◆ Задания и упражнения:
A: Перепишите без изменений фрагмент текста о домашнем хозяйстве. Начните со слов «Для обучения хозяйству» и остановитесь после слов «ее сложившимися привычками!».
B: Напишите продолжение текста о домашнем хозяйстве, начав сразу после его последнего предложения.

**** Текст для чтения

Для обучения хозяйству у меня не было стимула. Если в школе за мои успехи меня хвалили и этим стимулировали, то дома – или критиковали мои промахи или, хуже того, переделывали мои дела по-своему, не признавая полезность моих инициатив. Какая хозяйка потерпит вторжение на ее «святая святых» с ее сложившимися привычками!
Быть второй хозяйкой в доме мне не хотелось. Видимо, я с детства не выносила безынициативный труд по принуждению, плохо учусь на чужих ошибках и предпочитаю свои. Меня часто упрекали в лени и нерадивости в доме, и именно поэтому мне подсознательно хотелось назло соответствовать негативным ожиданиям. Я умела создавать вокруг себя такой беспорядок, которого никогда бы не допустила в моих собственных делах и начинаниях.

********
**** Исходные материалы

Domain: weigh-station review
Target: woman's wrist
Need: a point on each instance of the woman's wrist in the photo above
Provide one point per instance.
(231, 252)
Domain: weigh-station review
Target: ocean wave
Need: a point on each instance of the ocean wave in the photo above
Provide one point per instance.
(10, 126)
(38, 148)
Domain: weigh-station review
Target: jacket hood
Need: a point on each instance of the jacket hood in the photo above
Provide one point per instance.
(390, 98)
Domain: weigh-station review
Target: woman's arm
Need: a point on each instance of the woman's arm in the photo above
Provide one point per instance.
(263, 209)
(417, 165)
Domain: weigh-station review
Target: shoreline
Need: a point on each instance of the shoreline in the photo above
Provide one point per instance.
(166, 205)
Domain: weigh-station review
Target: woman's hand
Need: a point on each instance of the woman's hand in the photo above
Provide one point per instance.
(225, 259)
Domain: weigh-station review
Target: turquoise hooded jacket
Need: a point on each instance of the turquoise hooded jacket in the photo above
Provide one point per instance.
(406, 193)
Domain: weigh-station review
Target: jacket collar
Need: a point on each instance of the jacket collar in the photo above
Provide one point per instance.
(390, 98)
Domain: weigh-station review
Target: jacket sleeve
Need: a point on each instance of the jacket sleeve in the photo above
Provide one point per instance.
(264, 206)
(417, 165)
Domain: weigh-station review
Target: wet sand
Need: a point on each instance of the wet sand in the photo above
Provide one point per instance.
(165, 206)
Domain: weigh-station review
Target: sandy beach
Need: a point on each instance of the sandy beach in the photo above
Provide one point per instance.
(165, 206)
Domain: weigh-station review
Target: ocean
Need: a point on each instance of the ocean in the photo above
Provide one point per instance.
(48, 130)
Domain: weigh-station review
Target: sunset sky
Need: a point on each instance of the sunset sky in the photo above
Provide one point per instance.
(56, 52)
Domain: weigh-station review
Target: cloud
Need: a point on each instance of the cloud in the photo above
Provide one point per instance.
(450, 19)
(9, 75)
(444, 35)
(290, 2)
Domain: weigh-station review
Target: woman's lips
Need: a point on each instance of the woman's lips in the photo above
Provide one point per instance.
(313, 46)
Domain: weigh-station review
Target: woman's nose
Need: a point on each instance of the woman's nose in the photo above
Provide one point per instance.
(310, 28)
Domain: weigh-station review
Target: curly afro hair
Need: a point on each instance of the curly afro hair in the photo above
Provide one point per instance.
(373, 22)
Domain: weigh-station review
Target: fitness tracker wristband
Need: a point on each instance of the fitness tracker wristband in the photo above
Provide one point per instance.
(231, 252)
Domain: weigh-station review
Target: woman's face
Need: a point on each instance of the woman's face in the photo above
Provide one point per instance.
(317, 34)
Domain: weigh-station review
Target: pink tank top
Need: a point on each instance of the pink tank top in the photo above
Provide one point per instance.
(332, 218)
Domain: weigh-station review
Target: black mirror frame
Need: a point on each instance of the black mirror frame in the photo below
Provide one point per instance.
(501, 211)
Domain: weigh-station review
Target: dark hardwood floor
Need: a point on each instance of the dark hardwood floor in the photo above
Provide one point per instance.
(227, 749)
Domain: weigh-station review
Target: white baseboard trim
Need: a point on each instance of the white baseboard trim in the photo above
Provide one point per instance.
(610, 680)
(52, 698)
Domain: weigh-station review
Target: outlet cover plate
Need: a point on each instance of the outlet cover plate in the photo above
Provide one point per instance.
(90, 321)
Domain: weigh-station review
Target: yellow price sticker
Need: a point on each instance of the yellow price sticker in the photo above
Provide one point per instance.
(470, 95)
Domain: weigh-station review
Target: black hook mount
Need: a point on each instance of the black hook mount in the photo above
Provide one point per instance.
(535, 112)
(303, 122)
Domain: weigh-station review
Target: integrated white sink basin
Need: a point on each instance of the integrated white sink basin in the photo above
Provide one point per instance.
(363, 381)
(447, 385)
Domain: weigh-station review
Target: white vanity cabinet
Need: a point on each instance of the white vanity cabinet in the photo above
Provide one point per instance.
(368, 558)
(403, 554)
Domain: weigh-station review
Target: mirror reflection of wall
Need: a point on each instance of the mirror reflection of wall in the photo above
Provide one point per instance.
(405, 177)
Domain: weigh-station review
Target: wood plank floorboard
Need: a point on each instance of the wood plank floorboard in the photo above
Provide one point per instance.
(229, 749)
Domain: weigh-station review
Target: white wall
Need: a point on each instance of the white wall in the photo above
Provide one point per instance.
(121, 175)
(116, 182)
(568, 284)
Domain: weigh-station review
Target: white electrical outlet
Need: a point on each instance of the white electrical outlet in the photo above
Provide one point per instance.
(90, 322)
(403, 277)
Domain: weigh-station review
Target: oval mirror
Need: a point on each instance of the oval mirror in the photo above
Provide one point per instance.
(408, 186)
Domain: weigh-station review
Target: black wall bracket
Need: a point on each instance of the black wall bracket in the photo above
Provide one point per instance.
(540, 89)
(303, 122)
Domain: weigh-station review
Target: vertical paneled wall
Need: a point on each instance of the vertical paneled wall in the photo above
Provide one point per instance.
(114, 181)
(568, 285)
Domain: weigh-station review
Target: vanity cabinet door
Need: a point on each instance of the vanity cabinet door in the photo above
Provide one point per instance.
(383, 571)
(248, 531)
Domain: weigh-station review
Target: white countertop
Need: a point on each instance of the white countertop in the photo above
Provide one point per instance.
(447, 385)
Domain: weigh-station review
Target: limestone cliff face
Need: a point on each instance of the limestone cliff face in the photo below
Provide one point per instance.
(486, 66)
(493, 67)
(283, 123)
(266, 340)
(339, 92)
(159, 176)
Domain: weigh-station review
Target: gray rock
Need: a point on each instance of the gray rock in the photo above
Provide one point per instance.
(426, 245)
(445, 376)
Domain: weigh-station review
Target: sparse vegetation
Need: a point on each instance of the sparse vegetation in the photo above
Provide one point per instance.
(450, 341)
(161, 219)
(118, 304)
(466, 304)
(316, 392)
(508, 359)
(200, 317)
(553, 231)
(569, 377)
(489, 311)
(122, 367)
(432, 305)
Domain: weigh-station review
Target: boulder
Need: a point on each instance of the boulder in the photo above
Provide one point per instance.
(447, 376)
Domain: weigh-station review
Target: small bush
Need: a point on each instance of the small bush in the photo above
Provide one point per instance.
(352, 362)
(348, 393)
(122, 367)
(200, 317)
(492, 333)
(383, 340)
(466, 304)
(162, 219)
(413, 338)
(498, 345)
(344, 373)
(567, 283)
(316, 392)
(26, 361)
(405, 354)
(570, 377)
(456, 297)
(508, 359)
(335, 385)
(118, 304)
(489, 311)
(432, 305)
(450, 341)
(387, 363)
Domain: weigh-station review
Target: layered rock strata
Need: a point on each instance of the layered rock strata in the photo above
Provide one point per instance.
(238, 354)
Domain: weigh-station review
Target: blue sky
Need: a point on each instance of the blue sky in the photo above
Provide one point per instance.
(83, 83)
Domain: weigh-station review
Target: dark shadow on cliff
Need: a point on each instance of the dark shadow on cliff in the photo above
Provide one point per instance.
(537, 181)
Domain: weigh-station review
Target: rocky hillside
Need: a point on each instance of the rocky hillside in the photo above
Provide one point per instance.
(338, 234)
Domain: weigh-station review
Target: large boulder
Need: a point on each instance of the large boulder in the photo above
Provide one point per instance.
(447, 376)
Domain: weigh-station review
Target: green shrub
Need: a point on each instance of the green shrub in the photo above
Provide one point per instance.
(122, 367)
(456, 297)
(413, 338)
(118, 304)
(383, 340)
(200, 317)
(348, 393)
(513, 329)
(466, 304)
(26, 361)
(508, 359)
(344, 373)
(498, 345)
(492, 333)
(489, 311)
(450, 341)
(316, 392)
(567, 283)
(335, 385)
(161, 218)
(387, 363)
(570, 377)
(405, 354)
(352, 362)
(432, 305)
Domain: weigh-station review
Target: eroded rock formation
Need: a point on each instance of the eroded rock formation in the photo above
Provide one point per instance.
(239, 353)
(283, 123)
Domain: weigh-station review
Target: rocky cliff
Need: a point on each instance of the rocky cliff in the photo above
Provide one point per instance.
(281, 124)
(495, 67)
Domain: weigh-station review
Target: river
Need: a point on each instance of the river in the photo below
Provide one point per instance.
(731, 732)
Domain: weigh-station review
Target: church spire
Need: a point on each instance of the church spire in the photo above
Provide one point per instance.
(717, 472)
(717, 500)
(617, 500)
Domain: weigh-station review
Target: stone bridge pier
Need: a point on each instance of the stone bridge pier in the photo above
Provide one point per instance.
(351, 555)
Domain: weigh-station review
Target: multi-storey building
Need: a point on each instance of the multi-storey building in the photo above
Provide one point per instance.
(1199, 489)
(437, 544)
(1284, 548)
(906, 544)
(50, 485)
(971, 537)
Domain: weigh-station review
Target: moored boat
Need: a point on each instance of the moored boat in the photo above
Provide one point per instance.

********

◆ Ответы к заданиям:
A:
Для обучения хозяйству у меня не было стимула. Если в школе за мои успехи меня хвалили и этим стимулировали, то дома – или критиковали мои промахи или, хуже того, переделывали мои дела по-своему, не признавая полезность моих инициатив. Какая хозяйка потерпит вторжение на ее «святая святых» с ее сложившимися привычками!

B:
Очень болезненным воспоминанием остался в памяти случай, произошедший в мое первое лето на нашей даче. Дом был уже достроен, и мы - мама, бабушка и я - оклеивали дачные комнаты. Я принимала самое непосредственное участие в работе и чувствовала себя нужной и незаменимой: работа мне нравилась, было желание сделать наше жилище красивым и удобным. За один день мы не управились, а на другой к нам приехала племянница дяди Миши, Надя, студентка медицинского института. Мама очень щедра на похвалы чужих, но скупа - для своих. Надя активно взялась за работу по оклейке, а я вдруг стала не нужной: меня выгнали на улицу – отдыхать. Из нашего дома постоянно слышалось: «Вот Наденька молодец, ну как вы нам, Наденька, сегодня помогли!», а я ...горько ревела от обиды, спрятавшись за домом. Добавить к этому случаю просто нечего.
С тех пор прошло много лет. Я люблю нашу дачу и с удовольствием работаю на участке, люблю свой дом и охотно хозяйничаю в нем, но и сейчас хорошо получается у меня только то, что я сама для себя наметила.
Главным человеком в моей жизни всегда была моя бабушка - Татьяна Гавриловна. Человек нелегкой судьбы, вынянчившая и воспитавшая меня, она долгое время, почти до двадцати девяти моих лет, была мне другом и единомышленником. До самого моего замужества мы жили с ней в одной комнате, вместе ели, смотрели телевизор, играли и проводили лето. Она проверяла мои домашние задания в школе, и она же позже помогала мне нянчиться с моей новорожденной дочкой, ежедневно проглаживая с двух сторон горы выстиранных пеленок и готовя питательные смеси. Она всегда оставалась для меня самым близким человеком, второй, если не первой, мамой.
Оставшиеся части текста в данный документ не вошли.